■ ABOUT THIS EXERCISE
Return, word for word, the lines running from the one that contains "Target: light wood kitchen cabinet" to the final line of the listing below.

■ PROVIDED ENTRIES
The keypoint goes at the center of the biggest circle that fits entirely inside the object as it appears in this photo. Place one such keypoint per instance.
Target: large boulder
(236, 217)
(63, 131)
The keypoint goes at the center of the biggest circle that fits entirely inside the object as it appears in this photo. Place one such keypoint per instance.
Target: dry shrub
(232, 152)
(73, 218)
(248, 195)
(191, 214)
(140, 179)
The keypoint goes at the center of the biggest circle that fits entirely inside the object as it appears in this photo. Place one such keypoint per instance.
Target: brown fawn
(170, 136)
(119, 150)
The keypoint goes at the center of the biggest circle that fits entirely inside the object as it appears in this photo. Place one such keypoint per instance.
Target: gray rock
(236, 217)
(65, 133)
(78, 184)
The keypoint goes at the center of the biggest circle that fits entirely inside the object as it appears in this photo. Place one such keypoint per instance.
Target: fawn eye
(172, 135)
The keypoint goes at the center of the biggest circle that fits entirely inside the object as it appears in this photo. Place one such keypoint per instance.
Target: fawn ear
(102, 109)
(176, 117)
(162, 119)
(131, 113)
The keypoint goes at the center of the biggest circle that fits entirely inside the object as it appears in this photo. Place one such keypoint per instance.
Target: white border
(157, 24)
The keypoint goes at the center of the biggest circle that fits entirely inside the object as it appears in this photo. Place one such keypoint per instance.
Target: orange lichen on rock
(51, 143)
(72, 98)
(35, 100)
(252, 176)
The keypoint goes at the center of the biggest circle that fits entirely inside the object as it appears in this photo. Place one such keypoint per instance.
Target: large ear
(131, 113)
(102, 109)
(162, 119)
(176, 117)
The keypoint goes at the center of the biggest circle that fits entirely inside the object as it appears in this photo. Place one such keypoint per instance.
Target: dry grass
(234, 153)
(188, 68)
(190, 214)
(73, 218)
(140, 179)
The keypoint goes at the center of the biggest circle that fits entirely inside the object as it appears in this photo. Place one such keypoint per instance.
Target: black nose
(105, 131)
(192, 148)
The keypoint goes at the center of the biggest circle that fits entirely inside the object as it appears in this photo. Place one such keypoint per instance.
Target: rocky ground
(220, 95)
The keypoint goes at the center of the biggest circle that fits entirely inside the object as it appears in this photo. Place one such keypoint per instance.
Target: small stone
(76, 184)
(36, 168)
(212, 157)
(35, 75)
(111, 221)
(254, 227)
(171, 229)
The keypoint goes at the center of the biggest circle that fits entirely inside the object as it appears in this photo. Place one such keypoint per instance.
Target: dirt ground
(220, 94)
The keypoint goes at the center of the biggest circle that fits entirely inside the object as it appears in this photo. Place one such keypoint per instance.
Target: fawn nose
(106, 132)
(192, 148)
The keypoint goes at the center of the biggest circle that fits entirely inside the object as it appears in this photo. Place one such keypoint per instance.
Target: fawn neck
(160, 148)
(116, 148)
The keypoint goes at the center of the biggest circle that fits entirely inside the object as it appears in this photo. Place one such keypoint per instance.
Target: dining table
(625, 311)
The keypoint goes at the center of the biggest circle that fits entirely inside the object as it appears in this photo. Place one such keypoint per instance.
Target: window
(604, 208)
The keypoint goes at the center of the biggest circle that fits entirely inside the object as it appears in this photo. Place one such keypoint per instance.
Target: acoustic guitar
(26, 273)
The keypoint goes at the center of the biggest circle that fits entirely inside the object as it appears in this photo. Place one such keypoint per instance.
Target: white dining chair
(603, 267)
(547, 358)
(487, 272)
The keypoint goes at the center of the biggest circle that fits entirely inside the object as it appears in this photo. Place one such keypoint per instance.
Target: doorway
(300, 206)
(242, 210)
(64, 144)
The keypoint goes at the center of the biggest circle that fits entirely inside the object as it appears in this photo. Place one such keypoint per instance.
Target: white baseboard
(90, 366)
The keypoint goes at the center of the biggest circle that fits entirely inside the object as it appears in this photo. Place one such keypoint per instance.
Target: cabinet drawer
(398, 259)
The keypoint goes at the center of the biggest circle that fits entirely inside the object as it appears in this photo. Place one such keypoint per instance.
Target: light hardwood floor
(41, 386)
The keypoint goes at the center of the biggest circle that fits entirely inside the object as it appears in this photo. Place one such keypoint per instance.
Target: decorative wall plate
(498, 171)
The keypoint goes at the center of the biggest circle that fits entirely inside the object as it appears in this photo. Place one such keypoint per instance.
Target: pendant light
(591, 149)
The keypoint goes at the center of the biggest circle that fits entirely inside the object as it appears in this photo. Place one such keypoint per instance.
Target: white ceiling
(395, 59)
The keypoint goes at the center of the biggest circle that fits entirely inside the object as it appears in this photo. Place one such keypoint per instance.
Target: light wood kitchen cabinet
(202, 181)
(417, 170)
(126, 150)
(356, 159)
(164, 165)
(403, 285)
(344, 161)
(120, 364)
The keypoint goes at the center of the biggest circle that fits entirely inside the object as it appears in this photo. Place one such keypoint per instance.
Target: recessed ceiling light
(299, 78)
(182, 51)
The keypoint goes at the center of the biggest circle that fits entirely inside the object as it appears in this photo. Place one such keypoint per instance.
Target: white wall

■ EXPECTED ANSWER
Target: light wood kitchen cabinet
(202, 181)
(417, 170)
(126, 150)
(356, 159)
(164, 165)
(403, 285)
(344, 161)
(120, 364)
The keypoint goes at the center of the biggest circle that fits entirely inside the object as it appears in this photo. Place one such keypoint per instance.
Target: recessed ceiling light
(299, 78)
(182, 51)
The keypoint goes at the center of the biggest circle that fits entirely inside the object as it appears in this photo. Place one such keypoint per instance.
Target: white wall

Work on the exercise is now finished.